▸ Dataset items:
────────

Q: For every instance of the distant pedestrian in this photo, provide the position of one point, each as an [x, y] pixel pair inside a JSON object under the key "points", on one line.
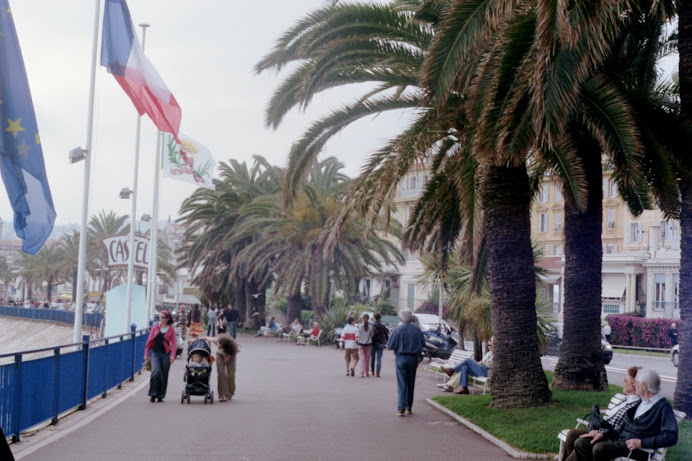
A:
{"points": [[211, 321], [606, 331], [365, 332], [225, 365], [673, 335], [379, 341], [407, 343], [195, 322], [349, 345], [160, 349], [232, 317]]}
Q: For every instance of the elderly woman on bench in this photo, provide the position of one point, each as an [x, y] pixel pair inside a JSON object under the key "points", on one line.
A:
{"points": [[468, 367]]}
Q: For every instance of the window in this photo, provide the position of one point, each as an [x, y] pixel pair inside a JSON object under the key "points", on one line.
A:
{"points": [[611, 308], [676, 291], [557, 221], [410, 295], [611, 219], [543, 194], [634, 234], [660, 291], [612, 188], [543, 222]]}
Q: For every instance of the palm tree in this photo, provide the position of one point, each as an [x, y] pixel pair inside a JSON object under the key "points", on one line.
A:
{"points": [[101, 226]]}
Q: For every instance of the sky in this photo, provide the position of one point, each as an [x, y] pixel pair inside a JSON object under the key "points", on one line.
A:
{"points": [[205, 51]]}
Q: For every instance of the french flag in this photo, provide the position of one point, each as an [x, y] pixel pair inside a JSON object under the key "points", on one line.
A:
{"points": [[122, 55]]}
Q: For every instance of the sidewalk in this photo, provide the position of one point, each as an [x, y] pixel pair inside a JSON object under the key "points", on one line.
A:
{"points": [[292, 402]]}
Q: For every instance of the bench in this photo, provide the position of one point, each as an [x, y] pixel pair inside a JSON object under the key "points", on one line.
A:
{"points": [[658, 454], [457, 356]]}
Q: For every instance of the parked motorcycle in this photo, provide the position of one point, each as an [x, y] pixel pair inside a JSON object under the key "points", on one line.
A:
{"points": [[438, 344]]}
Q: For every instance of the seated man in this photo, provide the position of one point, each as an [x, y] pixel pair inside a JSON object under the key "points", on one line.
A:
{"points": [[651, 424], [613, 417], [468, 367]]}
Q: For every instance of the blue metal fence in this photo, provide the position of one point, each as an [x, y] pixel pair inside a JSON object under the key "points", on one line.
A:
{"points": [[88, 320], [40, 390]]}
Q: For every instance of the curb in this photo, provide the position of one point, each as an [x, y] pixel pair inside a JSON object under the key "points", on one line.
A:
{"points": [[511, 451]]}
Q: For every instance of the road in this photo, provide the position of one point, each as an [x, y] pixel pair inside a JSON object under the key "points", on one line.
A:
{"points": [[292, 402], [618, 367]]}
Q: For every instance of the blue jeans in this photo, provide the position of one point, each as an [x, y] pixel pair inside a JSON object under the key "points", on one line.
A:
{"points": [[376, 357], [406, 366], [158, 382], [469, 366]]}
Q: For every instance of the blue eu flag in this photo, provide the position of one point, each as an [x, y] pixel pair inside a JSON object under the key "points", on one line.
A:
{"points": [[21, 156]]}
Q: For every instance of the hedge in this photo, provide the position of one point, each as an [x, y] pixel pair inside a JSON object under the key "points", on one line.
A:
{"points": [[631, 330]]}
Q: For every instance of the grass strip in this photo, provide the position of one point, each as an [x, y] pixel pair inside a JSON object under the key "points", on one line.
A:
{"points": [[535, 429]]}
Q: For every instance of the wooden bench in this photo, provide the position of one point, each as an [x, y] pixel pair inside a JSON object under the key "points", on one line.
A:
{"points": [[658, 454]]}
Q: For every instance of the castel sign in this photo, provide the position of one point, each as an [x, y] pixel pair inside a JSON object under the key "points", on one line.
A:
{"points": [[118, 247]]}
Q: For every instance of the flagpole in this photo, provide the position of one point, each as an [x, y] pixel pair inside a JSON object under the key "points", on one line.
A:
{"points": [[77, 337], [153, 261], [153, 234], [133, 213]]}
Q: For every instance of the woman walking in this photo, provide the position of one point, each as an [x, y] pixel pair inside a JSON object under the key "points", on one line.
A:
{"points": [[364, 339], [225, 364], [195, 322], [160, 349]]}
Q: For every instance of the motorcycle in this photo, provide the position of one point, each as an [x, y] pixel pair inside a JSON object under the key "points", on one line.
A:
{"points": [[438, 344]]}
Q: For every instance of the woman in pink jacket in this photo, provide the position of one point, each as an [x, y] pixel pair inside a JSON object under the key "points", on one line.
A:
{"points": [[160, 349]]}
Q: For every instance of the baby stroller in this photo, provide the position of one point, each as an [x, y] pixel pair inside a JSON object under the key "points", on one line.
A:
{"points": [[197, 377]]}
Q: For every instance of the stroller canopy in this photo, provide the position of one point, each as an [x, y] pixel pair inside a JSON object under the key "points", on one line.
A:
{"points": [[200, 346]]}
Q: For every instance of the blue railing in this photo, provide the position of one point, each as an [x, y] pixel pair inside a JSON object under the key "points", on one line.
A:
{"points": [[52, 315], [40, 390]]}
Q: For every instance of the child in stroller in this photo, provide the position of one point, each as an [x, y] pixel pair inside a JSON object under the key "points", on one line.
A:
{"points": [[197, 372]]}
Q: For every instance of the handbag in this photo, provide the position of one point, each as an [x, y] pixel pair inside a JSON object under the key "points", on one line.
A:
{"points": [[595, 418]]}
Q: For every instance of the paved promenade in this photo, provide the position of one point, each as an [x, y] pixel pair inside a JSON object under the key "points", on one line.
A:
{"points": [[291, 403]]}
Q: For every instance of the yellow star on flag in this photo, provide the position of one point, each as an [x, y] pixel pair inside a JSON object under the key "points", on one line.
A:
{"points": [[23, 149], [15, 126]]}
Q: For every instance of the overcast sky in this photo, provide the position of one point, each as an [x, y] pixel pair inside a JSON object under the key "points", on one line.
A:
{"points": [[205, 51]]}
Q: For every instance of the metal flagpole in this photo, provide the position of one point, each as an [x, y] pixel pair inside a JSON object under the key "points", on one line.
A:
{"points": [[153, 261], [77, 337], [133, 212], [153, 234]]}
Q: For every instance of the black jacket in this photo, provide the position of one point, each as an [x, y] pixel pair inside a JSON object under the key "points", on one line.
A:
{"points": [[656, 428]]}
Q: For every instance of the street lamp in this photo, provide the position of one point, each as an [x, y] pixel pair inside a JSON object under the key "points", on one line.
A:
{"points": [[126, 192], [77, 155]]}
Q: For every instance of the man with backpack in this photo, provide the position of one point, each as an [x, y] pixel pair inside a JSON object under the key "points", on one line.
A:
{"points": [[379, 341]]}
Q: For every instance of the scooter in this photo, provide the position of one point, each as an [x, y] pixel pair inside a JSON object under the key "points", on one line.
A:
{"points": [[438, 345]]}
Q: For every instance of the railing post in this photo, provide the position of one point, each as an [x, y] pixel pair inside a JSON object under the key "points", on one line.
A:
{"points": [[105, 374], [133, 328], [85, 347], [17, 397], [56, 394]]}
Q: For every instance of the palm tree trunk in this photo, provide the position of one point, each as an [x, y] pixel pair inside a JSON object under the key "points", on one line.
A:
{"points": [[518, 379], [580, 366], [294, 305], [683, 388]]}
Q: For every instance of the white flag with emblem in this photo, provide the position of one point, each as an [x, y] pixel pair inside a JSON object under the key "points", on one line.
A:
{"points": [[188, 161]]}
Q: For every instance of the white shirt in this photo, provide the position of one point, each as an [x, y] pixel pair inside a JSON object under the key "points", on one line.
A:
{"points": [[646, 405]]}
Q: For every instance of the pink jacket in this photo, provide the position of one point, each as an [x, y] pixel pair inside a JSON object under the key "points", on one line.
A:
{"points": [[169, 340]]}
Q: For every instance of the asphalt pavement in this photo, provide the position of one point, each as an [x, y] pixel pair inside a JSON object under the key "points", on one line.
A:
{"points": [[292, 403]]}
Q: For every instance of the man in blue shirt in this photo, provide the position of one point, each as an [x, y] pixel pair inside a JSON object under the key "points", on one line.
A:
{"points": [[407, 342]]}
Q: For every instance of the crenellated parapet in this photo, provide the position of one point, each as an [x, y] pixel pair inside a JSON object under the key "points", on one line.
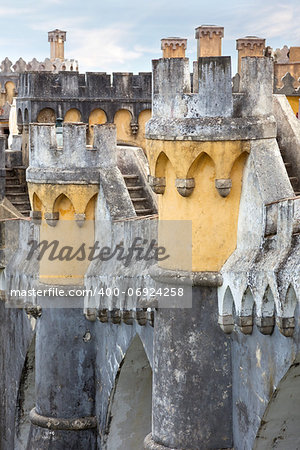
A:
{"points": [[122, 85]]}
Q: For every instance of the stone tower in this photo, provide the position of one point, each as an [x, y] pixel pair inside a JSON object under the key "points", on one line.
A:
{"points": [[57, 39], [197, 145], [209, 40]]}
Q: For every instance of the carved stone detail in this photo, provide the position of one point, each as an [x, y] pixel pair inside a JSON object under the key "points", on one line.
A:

────────

▸ Problem statement:
Pictures excluded, copy exactly the lines running from the one with "Q: For every instance of the pink" through the last line of the material.

▸ Result of this task:
Q: For every instance of the pink jacket in this photo, provide the position of one point, each as an [x, y] pixel pair inside a JSON object under the key "points", on one line.
A:
{"points": [[169, 340]]}
Q: For every instance of the asphalt pavement in this photo, provide the position of one point, each as an [x, y] pixel pair inside a JSON object under the key "points", on one line.
A:
{"points": [[292, 403]]}
Q: For every instance of the man in blue shirt in this photo, provide the position of one point, each as an [x, y] pixel pair inside a JSON object under the key "points", on one line.
A:
{"points": [[407, 342]]}
Q: For every instance of the crenellated parapet in this photo, provide the position of one point, each as an [x, y] pixel pair inside a JSON object under the key "points", on one line.
A:
{"points": [[122, 85]]}
Q: For every instance of the stone tower in this photo, provide the position of one point, each as an [x, y] pixel pair inside a JSON object under the key "points", on one line.
A:
{"points": [[57, 39], [197, 145], [209, 40]]}
Q: For every instance of the carved stone detail in this photo, provide the position of one point, each as an [x, y] pixel pair inside a JSON object under the key "points", on one line.
A:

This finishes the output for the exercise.